■ **Problem statement**: Only the run of lines from the one containing "If you could pick out the road" through the last line should be returned, exactly as written.

■ **Data to use**:
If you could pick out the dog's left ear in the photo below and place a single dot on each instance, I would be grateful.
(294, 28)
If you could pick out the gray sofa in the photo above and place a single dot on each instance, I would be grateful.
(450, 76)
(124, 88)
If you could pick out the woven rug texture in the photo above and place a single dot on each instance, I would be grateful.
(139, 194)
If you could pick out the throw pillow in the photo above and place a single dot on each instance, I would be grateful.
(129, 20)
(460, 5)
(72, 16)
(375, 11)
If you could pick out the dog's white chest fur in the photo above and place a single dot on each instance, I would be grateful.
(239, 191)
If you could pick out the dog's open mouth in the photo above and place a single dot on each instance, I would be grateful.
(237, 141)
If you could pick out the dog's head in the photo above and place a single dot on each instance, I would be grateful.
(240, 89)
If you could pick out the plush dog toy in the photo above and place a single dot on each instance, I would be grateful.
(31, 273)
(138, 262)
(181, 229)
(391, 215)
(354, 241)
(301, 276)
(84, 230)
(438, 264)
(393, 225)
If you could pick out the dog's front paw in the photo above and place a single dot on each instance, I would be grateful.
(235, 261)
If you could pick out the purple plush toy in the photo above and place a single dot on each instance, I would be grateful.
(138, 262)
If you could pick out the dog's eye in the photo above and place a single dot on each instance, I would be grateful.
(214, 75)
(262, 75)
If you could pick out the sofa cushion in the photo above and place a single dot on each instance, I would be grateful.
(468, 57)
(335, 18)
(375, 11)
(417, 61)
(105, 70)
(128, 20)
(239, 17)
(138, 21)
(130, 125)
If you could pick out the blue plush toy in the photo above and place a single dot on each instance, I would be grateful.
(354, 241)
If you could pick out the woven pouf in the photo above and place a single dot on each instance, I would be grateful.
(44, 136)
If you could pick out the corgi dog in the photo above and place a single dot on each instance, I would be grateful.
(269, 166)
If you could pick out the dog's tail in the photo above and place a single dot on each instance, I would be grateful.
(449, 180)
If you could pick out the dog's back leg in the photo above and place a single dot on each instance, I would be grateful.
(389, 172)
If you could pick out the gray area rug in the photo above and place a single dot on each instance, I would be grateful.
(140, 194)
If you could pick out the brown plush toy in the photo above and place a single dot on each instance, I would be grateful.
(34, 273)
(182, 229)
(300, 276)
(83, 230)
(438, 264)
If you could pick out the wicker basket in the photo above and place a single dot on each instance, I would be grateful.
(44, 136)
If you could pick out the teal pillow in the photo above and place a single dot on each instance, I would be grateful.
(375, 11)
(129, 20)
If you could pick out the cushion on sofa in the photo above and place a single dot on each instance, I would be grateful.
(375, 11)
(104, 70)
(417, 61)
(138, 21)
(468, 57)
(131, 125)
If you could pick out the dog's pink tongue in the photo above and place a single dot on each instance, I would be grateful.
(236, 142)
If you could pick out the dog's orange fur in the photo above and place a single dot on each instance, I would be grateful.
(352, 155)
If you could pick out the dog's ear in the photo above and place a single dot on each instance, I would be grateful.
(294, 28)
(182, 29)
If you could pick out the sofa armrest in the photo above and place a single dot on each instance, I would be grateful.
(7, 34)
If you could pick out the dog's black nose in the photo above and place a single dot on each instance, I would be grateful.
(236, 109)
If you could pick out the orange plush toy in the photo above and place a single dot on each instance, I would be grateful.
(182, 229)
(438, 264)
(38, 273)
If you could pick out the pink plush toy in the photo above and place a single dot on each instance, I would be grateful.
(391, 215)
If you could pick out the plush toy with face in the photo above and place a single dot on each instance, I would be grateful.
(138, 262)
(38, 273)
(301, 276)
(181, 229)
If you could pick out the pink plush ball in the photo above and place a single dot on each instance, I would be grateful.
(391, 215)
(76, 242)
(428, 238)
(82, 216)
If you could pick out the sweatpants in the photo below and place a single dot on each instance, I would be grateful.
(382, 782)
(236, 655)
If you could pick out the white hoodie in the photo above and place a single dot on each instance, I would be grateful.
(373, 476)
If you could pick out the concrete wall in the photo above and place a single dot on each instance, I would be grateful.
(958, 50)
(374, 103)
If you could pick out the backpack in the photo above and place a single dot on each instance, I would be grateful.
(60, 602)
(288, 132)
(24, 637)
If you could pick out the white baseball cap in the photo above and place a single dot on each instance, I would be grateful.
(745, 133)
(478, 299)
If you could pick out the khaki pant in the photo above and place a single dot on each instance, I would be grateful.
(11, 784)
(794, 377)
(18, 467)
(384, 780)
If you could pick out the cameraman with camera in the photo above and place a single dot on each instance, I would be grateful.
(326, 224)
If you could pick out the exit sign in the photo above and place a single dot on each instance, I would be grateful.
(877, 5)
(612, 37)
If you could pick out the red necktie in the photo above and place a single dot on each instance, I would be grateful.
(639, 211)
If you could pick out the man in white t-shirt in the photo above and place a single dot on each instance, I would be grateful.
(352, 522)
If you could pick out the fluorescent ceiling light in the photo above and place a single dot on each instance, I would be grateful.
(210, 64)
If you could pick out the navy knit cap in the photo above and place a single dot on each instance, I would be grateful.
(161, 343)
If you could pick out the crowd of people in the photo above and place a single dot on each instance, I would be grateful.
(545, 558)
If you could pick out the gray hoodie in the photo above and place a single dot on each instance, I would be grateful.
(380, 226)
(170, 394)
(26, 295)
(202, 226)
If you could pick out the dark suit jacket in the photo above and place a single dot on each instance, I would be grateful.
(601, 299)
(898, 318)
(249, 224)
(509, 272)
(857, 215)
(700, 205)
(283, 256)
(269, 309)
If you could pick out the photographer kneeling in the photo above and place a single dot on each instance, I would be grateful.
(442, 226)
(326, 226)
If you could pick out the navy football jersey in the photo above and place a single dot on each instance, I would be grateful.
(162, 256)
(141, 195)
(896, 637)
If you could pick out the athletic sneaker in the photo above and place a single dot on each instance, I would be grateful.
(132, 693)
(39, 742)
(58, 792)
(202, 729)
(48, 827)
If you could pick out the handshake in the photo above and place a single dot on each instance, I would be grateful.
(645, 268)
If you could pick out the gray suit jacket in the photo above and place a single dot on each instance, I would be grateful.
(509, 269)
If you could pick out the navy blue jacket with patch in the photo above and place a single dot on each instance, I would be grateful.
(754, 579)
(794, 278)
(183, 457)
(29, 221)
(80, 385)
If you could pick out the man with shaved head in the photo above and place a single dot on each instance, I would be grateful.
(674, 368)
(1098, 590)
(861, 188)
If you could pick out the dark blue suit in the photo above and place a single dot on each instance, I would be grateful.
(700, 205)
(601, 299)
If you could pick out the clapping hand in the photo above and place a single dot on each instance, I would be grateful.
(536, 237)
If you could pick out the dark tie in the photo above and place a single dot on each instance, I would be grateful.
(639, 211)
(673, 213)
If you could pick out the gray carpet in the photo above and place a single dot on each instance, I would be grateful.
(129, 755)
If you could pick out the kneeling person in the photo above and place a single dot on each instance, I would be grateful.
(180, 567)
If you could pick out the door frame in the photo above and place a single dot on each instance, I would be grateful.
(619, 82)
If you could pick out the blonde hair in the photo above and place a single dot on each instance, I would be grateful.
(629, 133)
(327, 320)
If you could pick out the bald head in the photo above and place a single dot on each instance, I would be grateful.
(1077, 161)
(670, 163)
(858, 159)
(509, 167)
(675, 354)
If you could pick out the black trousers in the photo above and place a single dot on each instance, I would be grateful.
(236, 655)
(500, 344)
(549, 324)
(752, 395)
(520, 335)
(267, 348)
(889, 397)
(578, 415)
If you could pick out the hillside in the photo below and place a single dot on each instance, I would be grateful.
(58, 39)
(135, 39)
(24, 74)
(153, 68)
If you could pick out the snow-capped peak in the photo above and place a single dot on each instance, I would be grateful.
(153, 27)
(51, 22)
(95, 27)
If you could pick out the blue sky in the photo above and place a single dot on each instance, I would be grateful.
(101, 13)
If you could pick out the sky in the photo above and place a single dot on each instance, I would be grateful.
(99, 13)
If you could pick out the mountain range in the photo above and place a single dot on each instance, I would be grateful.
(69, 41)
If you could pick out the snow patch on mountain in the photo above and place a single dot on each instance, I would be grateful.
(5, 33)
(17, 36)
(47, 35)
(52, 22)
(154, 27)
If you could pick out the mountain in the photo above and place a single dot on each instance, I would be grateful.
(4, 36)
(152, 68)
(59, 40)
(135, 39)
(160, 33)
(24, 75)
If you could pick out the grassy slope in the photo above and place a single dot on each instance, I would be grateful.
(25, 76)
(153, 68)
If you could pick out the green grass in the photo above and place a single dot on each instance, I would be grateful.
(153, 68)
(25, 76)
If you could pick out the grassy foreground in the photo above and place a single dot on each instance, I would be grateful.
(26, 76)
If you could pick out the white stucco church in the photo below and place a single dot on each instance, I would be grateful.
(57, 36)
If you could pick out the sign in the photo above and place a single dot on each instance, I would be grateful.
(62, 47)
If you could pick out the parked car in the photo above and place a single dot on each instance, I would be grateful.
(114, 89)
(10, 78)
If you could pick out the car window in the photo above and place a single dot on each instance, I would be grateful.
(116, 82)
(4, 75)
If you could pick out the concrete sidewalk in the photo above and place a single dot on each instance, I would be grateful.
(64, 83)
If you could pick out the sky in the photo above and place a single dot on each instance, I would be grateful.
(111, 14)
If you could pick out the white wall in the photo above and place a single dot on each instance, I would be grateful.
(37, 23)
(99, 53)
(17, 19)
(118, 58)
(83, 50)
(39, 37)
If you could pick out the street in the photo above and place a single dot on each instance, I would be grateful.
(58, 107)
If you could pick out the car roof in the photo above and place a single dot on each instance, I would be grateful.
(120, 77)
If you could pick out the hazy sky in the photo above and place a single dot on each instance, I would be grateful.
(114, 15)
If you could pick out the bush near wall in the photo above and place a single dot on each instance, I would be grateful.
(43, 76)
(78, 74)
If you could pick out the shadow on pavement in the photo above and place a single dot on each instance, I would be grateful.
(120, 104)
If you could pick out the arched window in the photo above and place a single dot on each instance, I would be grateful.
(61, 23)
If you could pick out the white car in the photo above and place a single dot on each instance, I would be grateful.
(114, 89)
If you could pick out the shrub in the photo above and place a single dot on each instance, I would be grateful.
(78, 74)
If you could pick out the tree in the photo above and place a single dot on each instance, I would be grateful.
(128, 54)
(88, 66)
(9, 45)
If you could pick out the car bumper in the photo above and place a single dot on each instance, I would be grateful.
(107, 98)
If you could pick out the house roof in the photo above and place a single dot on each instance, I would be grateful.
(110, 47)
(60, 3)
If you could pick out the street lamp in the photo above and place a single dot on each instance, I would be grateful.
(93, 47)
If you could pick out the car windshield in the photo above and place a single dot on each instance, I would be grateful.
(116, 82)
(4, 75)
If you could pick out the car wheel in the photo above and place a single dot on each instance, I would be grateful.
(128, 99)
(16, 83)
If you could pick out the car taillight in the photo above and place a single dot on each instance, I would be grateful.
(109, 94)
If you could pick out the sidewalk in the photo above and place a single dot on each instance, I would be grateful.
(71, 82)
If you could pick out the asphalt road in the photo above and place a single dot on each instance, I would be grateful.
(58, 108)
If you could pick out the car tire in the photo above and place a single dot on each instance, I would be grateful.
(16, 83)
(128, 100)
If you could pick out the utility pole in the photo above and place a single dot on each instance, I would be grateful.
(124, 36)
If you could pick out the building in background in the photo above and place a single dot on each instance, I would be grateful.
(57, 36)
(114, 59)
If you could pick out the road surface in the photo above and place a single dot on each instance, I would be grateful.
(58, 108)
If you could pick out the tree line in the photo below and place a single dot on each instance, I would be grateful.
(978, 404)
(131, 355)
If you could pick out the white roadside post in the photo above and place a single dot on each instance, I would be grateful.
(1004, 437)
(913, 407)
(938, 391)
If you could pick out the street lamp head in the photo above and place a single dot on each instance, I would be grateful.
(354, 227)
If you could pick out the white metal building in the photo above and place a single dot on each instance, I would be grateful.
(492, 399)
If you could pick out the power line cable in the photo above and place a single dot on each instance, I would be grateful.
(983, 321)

■ **Result**:
If you could pick out the road surface in the photo above and place a single dot on each instance, I would be grateful.
(58, 108)
If you could pick out the tree line in the photo below and place a single dot on each instance, I would be grateful.
(978, 404)
(131, 355)
If you could pick out the white roadside post in the photo above and place a single dot on each instance, I would be grateful.
(1004, 437)
(913, 407)
(938, 391)
If you could pick out the street lamp head in the photo above and place a single dot on each instance, I would be grateful.
(354, 227)
If you could pick out the white metal building in the photo above and place a single dot on each instance, I would be grateful.
(492, 399)
If you could pick out the power line cable in the photo above and place a single dot on each instance, I would be grateful.
(983, 321)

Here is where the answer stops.